[任务要求 1]:
报出下面记录中含有字符串“wheel”的行数，只写数字。

[正文]:
• • • •

星闪SLE透传模块 STM32驱动代码例程
环境说明
- MCU: STM32F103C8T6
- HAL库版本: STM32F1xx HAL Driver
- IDE: Keil MDK / STM32CubeIDE
- 串口: USART2 (PA2 TX, PA3 RX) 连接星闪SLE模块
- 调试串口: USART3 (PB10 TX, PB11 RX) 连接USB-TTL
1. GPIO和串口初始化
#include "stm32f1xx_hal.h"
#include <stdio.h>
#include <string.h>
UART_HandleTypeDef huart2;
uint8_t sle_rx_buf; // 单字节接收缓冲
char sle_cmd[256]; // 接收命令缓存
uint8_t sle_cmd_idx = 0; // 当前索引
volatile uint8_t sle_cmd_ready = 0; // 命令就绪标志
volatile uint8_t at_mode = 0; // AT模式标志(1=AT模式, 0=透传模式)
void MX_USART2_UART_Init(void)
{
huart2.Instance = USART2;
huart2.Init.BaudRate = 115200;
huart2.Init.WordLength = UART_WORDLENGTH_8B;
huart2.Init.StopBits = UART_STOPBITS_1;
huart2.Init.Parity = UART_PARITY_NONE;
huart2.Init.Mode = UART_MODE_TX_RX;
huart2.Init.HwFlowCtl = UART_HWCONTROL_NONE;
huart2.Init.OverSampling = UART_OVERSAMPLING_16;
HAL_UART_Init(&huart2);
}
void HAL_UART_MspInit(UART_HandleTypeDef* uartHandle)
{
GPIO_InitTypeDef GPIO_InitStruct = {0};
if (uartHandle->Instance == USART2) {
__HAL_RCC_USART2_CLK_ENABLE();
__HAL_RCC_GPIOA_CLK_ENABLE();
GPIO_InitStruct.Pin = GPIO_PIN_2;
GPIO_InitStruct.Mode = GPIO_MODE_AF_PP;
GPIO_InitStruct.Speed = GPIO_SPEED_FREQ_HIGH;
HAL_GPIO_Init(GPIOA, &GPIO_InitStruct);
GPIO_InitStruct.Pin = GPIO_PIN_3;
GPIO_InitStruct.Mode = GPIO_MODE_INPUT;
GPIO_InitStruct.Pull = GPIO_NOPULL;
HAL_GPIO_Init(GPIOA, &GPIO_InitStruct);
HAL_NVIC_SetPriority(USART2_IRQn, 0, 0);
HAL_NVIC_EnableIRQ(USART2_IRQn);
}
}
2. 核心驱动函数
2.1 发送AT命令并等待响应
uint8_t SLE_Send_AT(const char* cmd, uint32_t timeout_ms)

• • • •

[任务要求 2]:
从上面正文停止的地方续写这篇星闪SLE模块驱动例程。

• • • •

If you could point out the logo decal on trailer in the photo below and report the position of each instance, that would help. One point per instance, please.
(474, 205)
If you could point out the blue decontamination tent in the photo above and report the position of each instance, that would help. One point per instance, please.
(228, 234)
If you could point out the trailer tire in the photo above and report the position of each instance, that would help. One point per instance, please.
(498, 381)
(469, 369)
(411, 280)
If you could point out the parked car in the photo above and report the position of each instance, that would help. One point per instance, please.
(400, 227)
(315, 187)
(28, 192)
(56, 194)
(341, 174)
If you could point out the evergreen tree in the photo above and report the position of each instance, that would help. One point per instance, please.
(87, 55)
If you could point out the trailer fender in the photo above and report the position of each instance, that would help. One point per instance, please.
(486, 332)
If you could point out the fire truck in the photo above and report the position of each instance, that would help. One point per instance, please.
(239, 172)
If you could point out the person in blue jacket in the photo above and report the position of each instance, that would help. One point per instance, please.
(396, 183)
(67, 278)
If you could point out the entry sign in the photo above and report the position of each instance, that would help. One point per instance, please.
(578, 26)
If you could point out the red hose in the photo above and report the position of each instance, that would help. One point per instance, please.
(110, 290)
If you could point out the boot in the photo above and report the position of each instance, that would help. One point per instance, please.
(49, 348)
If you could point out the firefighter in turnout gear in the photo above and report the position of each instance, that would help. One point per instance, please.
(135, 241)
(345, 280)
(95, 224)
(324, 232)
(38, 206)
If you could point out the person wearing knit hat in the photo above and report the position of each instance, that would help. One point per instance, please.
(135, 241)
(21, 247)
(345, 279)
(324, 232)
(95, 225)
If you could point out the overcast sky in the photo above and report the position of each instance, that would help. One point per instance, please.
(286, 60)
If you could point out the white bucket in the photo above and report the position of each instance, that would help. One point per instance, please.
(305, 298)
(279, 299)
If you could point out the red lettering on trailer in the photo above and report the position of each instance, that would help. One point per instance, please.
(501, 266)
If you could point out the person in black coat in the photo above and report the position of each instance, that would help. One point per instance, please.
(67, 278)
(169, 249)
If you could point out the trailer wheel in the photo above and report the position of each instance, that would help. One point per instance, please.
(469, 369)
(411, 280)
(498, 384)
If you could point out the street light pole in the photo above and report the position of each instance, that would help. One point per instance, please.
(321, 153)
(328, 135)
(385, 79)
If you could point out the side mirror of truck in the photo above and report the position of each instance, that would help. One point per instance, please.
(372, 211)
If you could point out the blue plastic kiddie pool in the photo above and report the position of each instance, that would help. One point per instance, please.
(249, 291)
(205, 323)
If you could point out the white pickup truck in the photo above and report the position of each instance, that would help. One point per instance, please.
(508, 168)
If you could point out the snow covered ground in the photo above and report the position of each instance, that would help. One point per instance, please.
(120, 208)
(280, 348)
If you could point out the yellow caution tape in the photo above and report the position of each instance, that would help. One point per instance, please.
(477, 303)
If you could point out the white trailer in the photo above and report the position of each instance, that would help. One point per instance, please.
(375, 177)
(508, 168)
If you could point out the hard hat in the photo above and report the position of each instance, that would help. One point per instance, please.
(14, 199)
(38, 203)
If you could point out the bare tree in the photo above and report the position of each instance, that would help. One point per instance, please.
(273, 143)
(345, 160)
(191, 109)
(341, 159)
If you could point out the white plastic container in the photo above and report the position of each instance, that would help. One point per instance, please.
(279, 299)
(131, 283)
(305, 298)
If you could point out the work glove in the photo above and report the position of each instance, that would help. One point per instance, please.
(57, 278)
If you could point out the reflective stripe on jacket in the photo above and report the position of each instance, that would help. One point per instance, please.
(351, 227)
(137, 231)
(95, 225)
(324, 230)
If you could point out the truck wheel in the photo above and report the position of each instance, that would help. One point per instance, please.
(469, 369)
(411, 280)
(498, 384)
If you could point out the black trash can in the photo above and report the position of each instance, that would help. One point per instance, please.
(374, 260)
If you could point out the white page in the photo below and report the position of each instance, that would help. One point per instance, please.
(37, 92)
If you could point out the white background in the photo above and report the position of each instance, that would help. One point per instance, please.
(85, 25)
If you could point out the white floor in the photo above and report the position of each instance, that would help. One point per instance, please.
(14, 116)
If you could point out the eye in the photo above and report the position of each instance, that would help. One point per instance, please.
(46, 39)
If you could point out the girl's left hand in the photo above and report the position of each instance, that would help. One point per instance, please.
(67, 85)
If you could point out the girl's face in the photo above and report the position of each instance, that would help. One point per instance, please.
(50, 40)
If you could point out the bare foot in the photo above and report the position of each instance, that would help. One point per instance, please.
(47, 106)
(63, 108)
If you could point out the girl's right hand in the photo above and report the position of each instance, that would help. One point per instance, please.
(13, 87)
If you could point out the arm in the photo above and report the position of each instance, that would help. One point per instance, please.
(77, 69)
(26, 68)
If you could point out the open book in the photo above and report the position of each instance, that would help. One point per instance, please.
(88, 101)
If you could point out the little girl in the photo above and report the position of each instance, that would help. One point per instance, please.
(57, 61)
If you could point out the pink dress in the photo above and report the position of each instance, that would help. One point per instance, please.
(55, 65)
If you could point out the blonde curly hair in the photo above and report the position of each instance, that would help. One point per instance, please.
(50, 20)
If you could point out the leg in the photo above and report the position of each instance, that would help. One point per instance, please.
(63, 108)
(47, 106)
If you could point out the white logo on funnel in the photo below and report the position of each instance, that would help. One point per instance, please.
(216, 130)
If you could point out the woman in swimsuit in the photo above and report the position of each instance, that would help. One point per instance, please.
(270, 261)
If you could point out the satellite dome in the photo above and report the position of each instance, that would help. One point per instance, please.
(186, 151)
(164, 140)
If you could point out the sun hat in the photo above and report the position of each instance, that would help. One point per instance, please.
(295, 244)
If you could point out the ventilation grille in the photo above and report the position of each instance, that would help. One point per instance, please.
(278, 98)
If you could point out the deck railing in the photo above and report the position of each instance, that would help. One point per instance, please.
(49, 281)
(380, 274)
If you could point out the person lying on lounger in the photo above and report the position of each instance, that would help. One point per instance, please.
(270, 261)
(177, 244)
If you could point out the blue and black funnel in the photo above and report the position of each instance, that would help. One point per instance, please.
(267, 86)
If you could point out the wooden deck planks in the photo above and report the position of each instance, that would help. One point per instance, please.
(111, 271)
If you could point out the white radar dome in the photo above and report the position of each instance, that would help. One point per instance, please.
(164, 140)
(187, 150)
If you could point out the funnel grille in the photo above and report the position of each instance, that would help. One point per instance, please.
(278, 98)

• • • •

[练习结果 1]:
2

[练习结果 2]:
{
uint32_t start_time;
uint8_t got_ok = 0;
at_mode = 1;
HAL_NVIC_DisableIRQ(USART2_IRQn);
sle_cmd_idx = 0;
memset(sle_cmd, 0, sizeof(sle_cmd));
HAL_UART_Receive_IT(&huart2, &sle_rx_buf, 1);
HAL_NVIC_EnableIRQ(USART2_IRQn);
HAL_UART_Transmit(&huart2, (uint8_t*)cmd, strlen(cmd), 1000);
start_time = HAL_GetTick();
while (HAL_GetTick() - start_time < timeout_ms) {
HAL_Delay(50);
if (sle_cmd_idx > 0) {
if (strstr(sle_cmd, "OK") != NULL) {
got_ok = 1;
break;
}
if (strstr(sle_cmd, "ERROR") != NULL) {
break;
}
}
}
at_mode = 0;
return got_ok;
}
2.2 退出透传模式 (+++)
void SLE_Exit_Transparent(void)
{
at_mode = 1;
sle_cmd_idx = 0;
memset(sle_cmd, 0, sizeof(sle_cmd));
HAL_Delay(1500); // 前置空闲
HAL_UART_Transmit(&huart2, (uint8_t*)"+++", 3, 1000);
HAL_Delay(1500); // 后置空闲
at_mode = 0;
}
2.3 星闪SLE模块初始化流程
void Init_SLE_Module(void)
{
int retry;
SLE_Exit_Transparent();
for (retry = 0; retry < 3; retry++) {
if (SLE_Send_AT("AT\r\n", 2000)) {
break;
}
HAL_Delay(500);
}
SLE_Send_AT("AT+ROLE=3\r\n", 2000);
SLE_Send_AT("AT+RST\r\n", 3000);
HAL_Delay(2000); // 等待模块重启完成
for (retry = 0; retry < 3; retry++) {
if (SLE_Send_AT("AT\r\n", 2000)) {
break;
}
HAL_Delay(500);
}
SLE_Send_AT("AT+TRANSMODE\r\n", 2000);
}
2.4 透传发送数据
void SLE_Transparent_Send(const char* data, uint16_t len)
{
HAL_UART_Transmit(&huart2, (uint8_t*)data, len, 1000);
}
void SLE_Send_Status(float temp, float humi,
uint8_t light, uint8_t fan,
uint8_t curtain, uint8_t ac)
{
char msg[160];
snprintf(msg, sizeof(msg),
"{\"event\":\"status\","
"\"light\":%s,\"fan\":%s,\"curtain\":%d,\"ac\":%s,"
"\"temp\":%.1f,\"humi\":%.1f,"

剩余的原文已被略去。